What to produce: Give every entry again, word for word and in full.

Source records:

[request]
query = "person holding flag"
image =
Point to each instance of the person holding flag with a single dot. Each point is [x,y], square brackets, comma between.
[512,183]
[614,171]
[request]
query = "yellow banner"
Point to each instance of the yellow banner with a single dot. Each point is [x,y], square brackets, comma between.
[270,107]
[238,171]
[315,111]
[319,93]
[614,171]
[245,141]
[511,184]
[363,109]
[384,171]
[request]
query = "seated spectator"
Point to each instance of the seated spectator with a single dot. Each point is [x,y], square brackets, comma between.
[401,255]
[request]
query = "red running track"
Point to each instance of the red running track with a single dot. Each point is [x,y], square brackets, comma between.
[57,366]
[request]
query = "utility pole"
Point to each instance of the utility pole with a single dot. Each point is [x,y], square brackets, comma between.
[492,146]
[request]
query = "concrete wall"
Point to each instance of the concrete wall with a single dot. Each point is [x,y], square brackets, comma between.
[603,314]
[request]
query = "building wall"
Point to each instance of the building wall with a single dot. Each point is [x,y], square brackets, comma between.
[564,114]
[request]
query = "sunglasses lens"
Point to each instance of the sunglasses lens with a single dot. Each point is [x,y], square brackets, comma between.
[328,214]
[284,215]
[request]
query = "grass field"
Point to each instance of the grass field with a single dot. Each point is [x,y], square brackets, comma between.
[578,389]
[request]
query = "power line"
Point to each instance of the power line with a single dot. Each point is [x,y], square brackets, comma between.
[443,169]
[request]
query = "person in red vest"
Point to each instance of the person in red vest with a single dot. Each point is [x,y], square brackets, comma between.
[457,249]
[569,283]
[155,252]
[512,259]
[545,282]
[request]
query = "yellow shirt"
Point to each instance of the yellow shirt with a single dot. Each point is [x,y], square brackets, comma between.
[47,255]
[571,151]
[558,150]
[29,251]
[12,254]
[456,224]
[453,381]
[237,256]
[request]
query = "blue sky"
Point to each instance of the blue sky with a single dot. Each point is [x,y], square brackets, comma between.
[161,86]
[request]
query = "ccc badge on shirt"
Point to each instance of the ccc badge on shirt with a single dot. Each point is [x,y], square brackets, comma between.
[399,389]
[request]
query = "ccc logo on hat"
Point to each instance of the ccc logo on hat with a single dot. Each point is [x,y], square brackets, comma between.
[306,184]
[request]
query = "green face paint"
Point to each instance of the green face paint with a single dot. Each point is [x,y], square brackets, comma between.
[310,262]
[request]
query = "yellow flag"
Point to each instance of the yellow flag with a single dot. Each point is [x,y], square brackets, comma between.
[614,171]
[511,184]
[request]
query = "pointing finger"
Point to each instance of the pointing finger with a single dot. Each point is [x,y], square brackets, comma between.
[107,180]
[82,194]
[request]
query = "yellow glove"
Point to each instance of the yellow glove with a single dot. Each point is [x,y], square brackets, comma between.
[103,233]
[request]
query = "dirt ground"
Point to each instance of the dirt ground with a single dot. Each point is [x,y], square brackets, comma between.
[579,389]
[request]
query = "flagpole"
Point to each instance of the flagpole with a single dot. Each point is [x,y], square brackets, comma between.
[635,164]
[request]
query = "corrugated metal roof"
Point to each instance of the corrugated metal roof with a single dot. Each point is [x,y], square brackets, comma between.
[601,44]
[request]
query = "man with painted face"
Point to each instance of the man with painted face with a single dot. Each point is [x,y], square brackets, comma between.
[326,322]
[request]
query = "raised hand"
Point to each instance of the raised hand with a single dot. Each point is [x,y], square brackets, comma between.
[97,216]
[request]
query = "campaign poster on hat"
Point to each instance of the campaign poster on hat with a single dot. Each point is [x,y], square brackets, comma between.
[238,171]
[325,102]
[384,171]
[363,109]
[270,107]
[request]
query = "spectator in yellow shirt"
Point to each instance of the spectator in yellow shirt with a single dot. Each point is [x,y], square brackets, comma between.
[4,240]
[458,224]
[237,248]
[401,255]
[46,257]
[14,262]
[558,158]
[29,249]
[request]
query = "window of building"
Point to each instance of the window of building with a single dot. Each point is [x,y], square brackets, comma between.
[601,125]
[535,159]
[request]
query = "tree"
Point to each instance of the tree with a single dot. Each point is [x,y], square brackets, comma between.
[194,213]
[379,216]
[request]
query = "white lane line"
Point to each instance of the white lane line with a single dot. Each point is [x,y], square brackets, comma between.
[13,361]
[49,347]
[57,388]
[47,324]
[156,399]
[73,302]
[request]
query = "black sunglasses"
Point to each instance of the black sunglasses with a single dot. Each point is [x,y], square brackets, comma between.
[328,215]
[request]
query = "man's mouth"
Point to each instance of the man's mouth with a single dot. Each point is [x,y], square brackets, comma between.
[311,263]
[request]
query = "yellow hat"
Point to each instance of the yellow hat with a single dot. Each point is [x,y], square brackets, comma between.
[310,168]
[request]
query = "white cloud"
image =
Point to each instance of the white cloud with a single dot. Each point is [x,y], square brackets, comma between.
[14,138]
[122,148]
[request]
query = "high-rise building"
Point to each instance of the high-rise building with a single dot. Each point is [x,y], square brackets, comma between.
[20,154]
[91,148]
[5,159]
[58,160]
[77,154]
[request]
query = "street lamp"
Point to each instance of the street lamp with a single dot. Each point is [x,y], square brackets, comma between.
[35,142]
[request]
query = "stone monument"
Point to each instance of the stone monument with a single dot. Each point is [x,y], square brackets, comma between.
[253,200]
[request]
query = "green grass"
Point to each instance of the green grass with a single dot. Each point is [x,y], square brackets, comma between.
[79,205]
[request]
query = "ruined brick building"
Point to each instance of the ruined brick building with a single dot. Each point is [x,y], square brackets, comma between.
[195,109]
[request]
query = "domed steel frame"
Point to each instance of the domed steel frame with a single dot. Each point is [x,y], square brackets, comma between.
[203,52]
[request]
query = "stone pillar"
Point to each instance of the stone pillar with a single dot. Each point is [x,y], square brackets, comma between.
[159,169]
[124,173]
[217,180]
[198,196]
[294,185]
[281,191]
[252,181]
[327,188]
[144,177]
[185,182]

Solution for this problem:
[request]
query = "person holding flag"
image =
Point to each instance of the person holding flag with a single dot. Each point is [x,y], square brackets, comma between.
[512,183]
[614,171]
[request]
query = "yellow banner"
Point to each instance of the yellow banner with a single dot. Each point is [x,y], square brackets, comma between.
[270,107]
[238,171]
[315,111]
[319,93]
[614,171]
[245,141]
[511,184]
[363,109]
[384,171]
[request]
query = "seated spectator"
Point to each instance of the seated spectator with a single dot. Each point is [x,y], square brackets, comma between.
[401,255]
[request]
query = "red running track"
Point to each instance of the red running track with a single dot. Each point is [x,y], square brackets, comma between.
[57,366]
[request]
query = "utility pole"
Point to each instance of the utility pole with a single dot. Each point is [x,y], square brackets, comma between.
[492,146]
[request]
query = "concrete wall"
Point to each instance of the concrete wall with a single dot. Each point is [x,y], square brackets, comma between.
[603,314]
[request]
query = "building wall"
Point to each instance of the building wall with a single dot. Each point is [x,y], square brackets, comma between.
[564,114]
[request]
query = "sunglasses lens"
Point to each instance of the sunglasses lens with a single dot. Each point is [x,y], square brackets, comma between.
[328,214]
[284,215]
[request]
query = "grass field"
Point to each instance of the grass field with a single dot. Each point is [x,y], square brackets, comma between.
[578,389]
[request]
query = "power line"
Point to each instance of the power line with a single dot. Each point is [x,y], square brackets, comma between.
[443,169]
[request]
query = "person in red vest"
Point to each instance of the person in red vest with a single dot. Each point is [x,y], square brackets, comma between.
[457,249]
[569,283]
[155,252]
[512,259]
[545,282]
[request]
query = "yellow shirt"
Point to each instance of the yellow shirt with a single dot. Each point is [x,y], square brackets, comma between.
[47,255]
[571,151]
[558,150]
[29,251]
[12,254]
[456,224]
[453,381]
[237,256]
[request]
query = "blue sky"
Point to each instance of the blue sky with a single dot. Each point is [x,y], square brackets, comma between.
[161,86]
[request]
query = "ccc badge on shirt"
Point to each instance of the ccc badge on shirt with a single dot. Each point is [x,y], square brackets, comma between.
[399,389]
[request]
query = "ccc logo on hat"
Point to each instance of the ccc logo on hat with a single dot. Each point is [x,y], square brackets, comma between.
[306,184]
[request]
query = "green face paint"
Point to each instance of the green face paint with a single dot. Each point is [x,y], square brackets, comma between.
[310,262]
[request]
query = "yellow flag"
Point to each instance of the yellow flag with a single dot. Each point is [x,y], square brackets, comma between.
[614,171]
[511,184]
[request]
query = "pointing finger"
Point to each instance of the pointing finger with a single dot. Each point is [x,y], square brackets, comma between.
[107,180]
[82,194]
[request]
query = "yellow glove"
Point to each instance of the yellow glove with a single dot. Each point is [x,y], square brackets, comma between.
[103,233]
[request]
query = "dirt ground"
Point to each instance of the dirt ground with a single dot. Each point is [x,y], square brackets, comma between.
[579,389]
[request]
query = "flagpole"
Point to each instance of the flagpole with a single dot. Each point is [x,y], square brackets, comma between.
[635,164]
[request]
query = "corrugated metal roof"
Point to each instance of the corrugated metal roof with a single dot. Each point is [x,y], square brackets, comma between.
[601,44]
[request]
query = "man with painted face"
Point to each instance of the man with painted face with a single dot. Each point is [x,y], square brackets, comma between.
[326,322]
[request]
query = "raised hand"
Point to each instance of the raised hand with a single dot. Each point is [x,y], square brackets, comma between.
[97,216]
[request]
query = "campaign poster on hat"
Point to each instance of the campaign poster on hat with a single dot. Each point is [x,y], square brackets, comma between.
[238,171]
[325,102]
[384,171]
[363,109]
[270,107]
[request]
query = "spectator in yellow shirt"
Point to each instance of the spectator in yellow shirt with a single dot. Each point is [x,y], square brackets, comma between.
[4,240]
[458,224]
[237,248]
[401,255]
[46,257]
[14,262]
[558,158]
[29,249]
[request]
query = "window of building"
Point to each instance of the window of building with a single dot. Each point is [x,y], square brackets, comma between.
[601,125]
[535,159]
[request]
query = "tree"
Point to each instance of the tree with a single dot. Each point is [x,y], square brackets, comma between.
[194,213]
[379,216]
[request]
query = "white lane line"
Point to each instance of the white lane line with a single dot. Each point is [x,y], square brackets, comma between.
[13,361]
[49,347]
[57,388]
[47,324]
[156,399]
[73,302]
[request]
query = "black sunglasses"
Point to each instance of the black sunglasses with a single dot. Each point is [x,y], square brackets, comma between.
[328,215]
[request]
query = "man's mouth"
Point to each instance of the man's mouth with a single dot. Each point is [x,y], square brackets, comma between.
[311,263]
[request]
query = "yellow hat"
Point to each instance of the yellow hat with a single dot. Each point is [x,y], square brackets, comma between.
[310,168]
[request]
query = "white cloud"
image =
Point to each instance of the white cloud with a single dot. Each point is [x,y], square brackets, comma between.
[14,138]
[122,148]
[request]
query = "high-rise building"
Point to each instance of the high-rise building with a single dot. Each point is [x,y], square brackets, comma between.
[20,154]
[91,148]
[5,159]
[58,160]
[77,154]
[request]
query = "street lamp"
Point to each instance of the street lamp with a single dot. Each point is [x,y], square brackets, comma between.
[35,142]
[request]
query = "stone monument"
Point to each instance of the stone monument with a single dot. Each point is [x,y], square brackets, comma between.
[253,200]
[request]
query = "green grass"
Point to each instance of the green grass with a single dot. Each point is [x,y], square brackets, comma between.
[79,205]
[request]
query = "ruined brick building"
Point to each instance of the ruined brick building with a single dot. Each point is [x,y], square brackets, comma between.
[195,109]
[request]
query = "domed steel frame"
Point to each instance of the domed steel frame with a single dot. Each point is [x,y], square brackets, comma between.
[203,52]
[request]
query = "stone pillar"
Point to each instance of the stone pillar with a single dot. Each point is [x,y], square brackets, comma between.
[159,169]
[124,173]
[217,180]
[198,196]
[294,185]
[281,191]
[252,181]
[327,188]
[144,177]
[185,182]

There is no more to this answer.